* **Short problem**: Put each line of the entries below into a Markdown table with the columns "No." and "Line," numbering the rows and skipping blank lines. Leave the pictures out.

[Entries drawn from a collection]
-- -- --
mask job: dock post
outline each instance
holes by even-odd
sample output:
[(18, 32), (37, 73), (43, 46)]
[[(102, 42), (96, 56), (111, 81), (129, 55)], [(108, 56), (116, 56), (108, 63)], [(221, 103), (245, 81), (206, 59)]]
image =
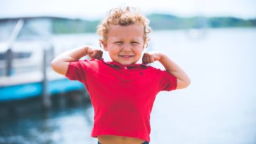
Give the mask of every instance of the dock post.
[(51, 96), (49, 93), (48, 81), (47, 81), (47, 52), (44, 48), (43, 50), (43, 80), (42, 80), (42, 96), (43, 96), (43, 107), (48, 110), (51, 107)]
[(6, 76), (11, 76), (13, 70), (13, 53), (11, 48), (8, 48), (6, 52)]

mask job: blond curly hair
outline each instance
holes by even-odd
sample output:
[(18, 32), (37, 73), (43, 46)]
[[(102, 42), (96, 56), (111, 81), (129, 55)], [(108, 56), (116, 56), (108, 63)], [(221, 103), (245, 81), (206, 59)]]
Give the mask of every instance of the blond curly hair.
[(111, 9), (107, 17), (98, 25), (97, 32), (101, 37), (102, 41), (108, 39), (108, 32), (110, 25), (119, 25), (122, 26), (132, 24), (141, 24), (144, 28), (143, 39), (145, 44), (149, 41), (149, 33), (152, 31), (148, 26), (149, 20), (138, 11), (135, 8), (126, 6), (118, 7)]

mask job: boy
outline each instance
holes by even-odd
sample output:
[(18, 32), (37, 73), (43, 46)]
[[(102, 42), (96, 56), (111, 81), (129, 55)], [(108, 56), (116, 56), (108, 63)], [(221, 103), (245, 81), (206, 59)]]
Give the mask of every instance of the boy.
[[(98, 27), (100, 40), (112, 62), (102, 51), (84, 46), (65, 52), (51, 63), (52, 68), (87, 87), (94, 109), (92, 137), (101, 144), (146, 144), (150, 141), (150, 114), (160, 91), (188, 86), (186, 74), (167, 55), (145, 53), (143, 64), (136, 63), (148, 41), (148, 20), (129, 7), (112, 9)], [(90, 60), (79, 60), (89, 55)], [(146, 64), (158, 60), (160, 70)]]

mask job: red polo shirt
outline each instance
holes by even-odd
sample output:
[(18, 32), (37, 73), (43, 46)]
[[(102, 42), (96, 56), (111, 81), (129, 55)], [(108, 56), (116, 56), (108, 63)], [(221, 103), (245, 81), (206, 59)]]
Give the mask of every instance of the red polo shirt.
[(70, 63), (66, 77), (87, 87), (94, 108), (92, 137), (115, 135), (150, 141), (150, 114), (160, 91), (177, 87), (166, 71), (143, 64), (103, 60)]

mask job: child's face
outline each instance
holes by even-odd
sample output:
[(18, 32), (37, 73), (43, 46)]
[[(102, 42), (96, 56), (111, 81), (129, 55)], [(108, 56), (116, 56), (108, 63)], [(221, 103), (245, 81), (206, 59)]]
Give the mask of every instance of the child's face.
[(143, 27), (132, 24), (128, 26), (110, 26), (108, 39), (103, 41), (104, 49), (114, 62), (122, 65), (136, 63), (144, 47)]

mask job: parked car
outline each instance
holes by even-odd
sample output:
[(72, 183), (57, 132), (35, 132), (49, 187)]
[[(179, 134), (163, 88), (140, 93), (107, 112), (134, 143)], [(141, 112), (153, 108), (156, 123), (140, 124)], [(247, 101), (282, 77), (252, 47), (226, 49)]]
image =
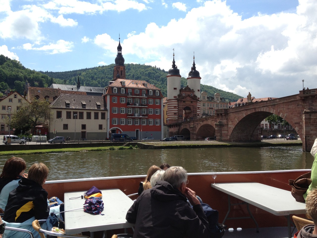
-- -- --
* **Response to this exercise**:
| No. | Line |
|---|---|
| 1 | mask job: dock post |
| 2 | outline each instance |
| 3 | holes by even-odd |
| 4 | sample output: |
| 5 | [(18, 32), (37, 73), (43, 46)] |
| 6 | [[(102, 42), (96, 56), (111, 81), (129, 55)], [(108, 56), (116, 56), (108, 63)], [(221, 103), (245, 81), (206, 59)]] |
| 7 | image = |
| 8 | Give the mask of every instance of the dock post. |
| 9 | [(51, 96), (49, 93), (48, 81), (47, 81), (47, 52), (44, 48), (43, 50), (43, 80), (42, 80), (42, 96), (43, 96), (43, 107), (48, 110), (51, 107)] |
| 10 | [(6, 76), (11, 76), (13, 70), (13, 53), (11, 48), (8, 48), (6, 52)] |
| 11 | mask job: blond curly hair |
| 12 | outline each instance |
| 13 | holes by even-odd |
| 14 | sample output: |
| 15 | [(18, 32), (37, 73), (43, 46)] |
| 16 | [[(102, 42), (96, 56), (111, 81), (129, 55)], [(108, 56), (116, 56), (108, 63)], [(221, 103), (245, 81), (206, 59)]] |
| 17 | Give the mask of every instance of the blond curly hair. |
| 18 | [(111, 9), (107, 17), (98, 25), (97, 32), (101, 37), (102, 41), (108, 39), (108, 32), (110, 25), (119, 25), (122, 26), (132, 24), (141, 24), (144, 28), (143, 39), (145, 44), (149, 41), (149, 33), (152, 31), (148, 26), (149, 20), (138, 11), (135, 8), (126, 6), (118, 7)] |
| 19 | mask job: boy |
| 20 | outline each instance |
| 21 | holes by even-odd |
| 22 | sample output: |
| 23 | [(18, 32), (37, 73), (43, 46)] |
| 24 | [[(102, 42), (96, 56), (111, 81), (129, 55)], [(108, 56), (116, 56), (108, 63)], [(221, 103), (245, 81), (206, 59)]] |
| 25 | Give the mask of every instance of the boy. |
| 26 | [[(98, 27), (100, 40), (112, 62), (102, 51), (84, 46), (65, 52), (51, 63), (52, 68), (87, 87), (94, 109), (92, 137), (101, 144), (146, 144), (150, 141), (150, 114), (160, 91), (188, 86), (186, 74), (167, 55), (145, 53), (143, 64), (136, 63), (148, 41), (148, 20), (129, 7), (112, 9)], [(90, 60), (79, 60), (89, 55)], [(146, 64), (158, 60), (160, 70)]] |
| 27 | mask job: red polo shirt |
| 28 | outline each instance |
| 29 | holes by even-odd |
| 30 | sample output: |
| 31 | [(18, 32), (37, 73), (43, 46)] |
| 32 | [[(102, 42), (96, 56), (111, 81), (129, 55)], [(108, 56), (116, 56), (108, 63)], [(221, 103), (245, 81), (206, 59)]] |
| 33 | Give the mask of every instance of the red polo shirt. |
| 34 | [(70, 63), (66, 77), (87, 87), (94, 108), (92, 137), (115, 135), (150, 141), (150, 114), (160, 91), (177, 87), (166, 71), (143, 64), (103, 60)] |
| 35 | mask job: child's face |
| 36 | outline each instance |
| 37 | holes by even-odd |
| 38 | sample output: |
| 39 | [(18, 32), (37, 73), (43, 46)] |
| 40 | [[(102, 42), (96, 56), (111, 81), (129, 55)], [(108, 56), (116, 56), (108, 63)], [(221, 103), (245, 81), (206, 59)]] |
| 41 | Give the mask of every instance of the child's face. |
| 42 | [(143, 27), (132, 24), (128, 26), (110, 26), (108, 39), (103, 41), (104, 49), (114, 62), (122, 65), (136, 63), (144, 47)] |
| 43 | mask job: parked car |
| 44 | outline each instance |
| 45 | holes by even-odd |
| 46 | sample output: |
| 47 | [(72, 183), (57, 132), (35, 132), (49, 187)] |
| 48 | [[(179, 134), (163, 88), (140, 93), (107, 112), (134, 143)], [(141, 112), (153, 108), (156, 123), (140, 124)], [(247, 101), (282, 77), (252, 47), (226, 49)]] |
| 49 | image = |